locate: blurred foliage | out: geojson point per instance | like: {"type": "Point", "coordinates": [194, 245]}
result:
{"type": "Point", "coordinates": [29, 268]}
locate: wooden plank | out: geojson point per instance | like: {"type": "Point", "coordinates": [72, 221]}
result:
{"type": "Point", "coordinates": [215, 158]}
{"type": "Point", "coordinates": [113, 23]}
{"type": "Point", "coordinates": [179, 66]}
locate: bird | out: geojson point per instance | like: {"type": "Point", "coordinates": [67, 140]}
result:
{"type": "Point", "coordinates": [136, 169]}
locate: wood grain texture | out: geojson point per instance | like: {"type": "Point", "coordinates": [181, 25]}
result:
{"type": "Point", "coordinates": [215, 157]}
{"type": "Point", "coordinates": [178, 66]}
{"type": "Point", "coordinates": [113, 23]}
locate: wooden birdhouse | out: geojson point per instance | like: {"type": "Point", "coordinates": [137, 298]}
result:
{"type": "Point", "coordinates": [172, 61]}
==========
Copy exactly, and only, the lines from the one containing "locate: bird |" through the last line of the listing.

locate: bird | out: geojson point per instance | like: {"type": "Point", "coordinates": [67, 140]}
result:
{"type": "Point", "coordinates": [136, 169]}
locate: wood grain texture | out: geojson point per instance | like: {"type": "Point", "coordinates": [181, 25]}
result:
{"type": "Point", "coordinates": [215, 157]}
{"type": "Point", "coordinates": [178, 66]}
{"type": "Point", "coordinates": [113, 23]}
locate: wooden birdhouse | out: geojson point per instance | like: {"type": "Point", "coordinates": [137, 298]}
result:
{"type": "Point", "coordinates": [172, 61]}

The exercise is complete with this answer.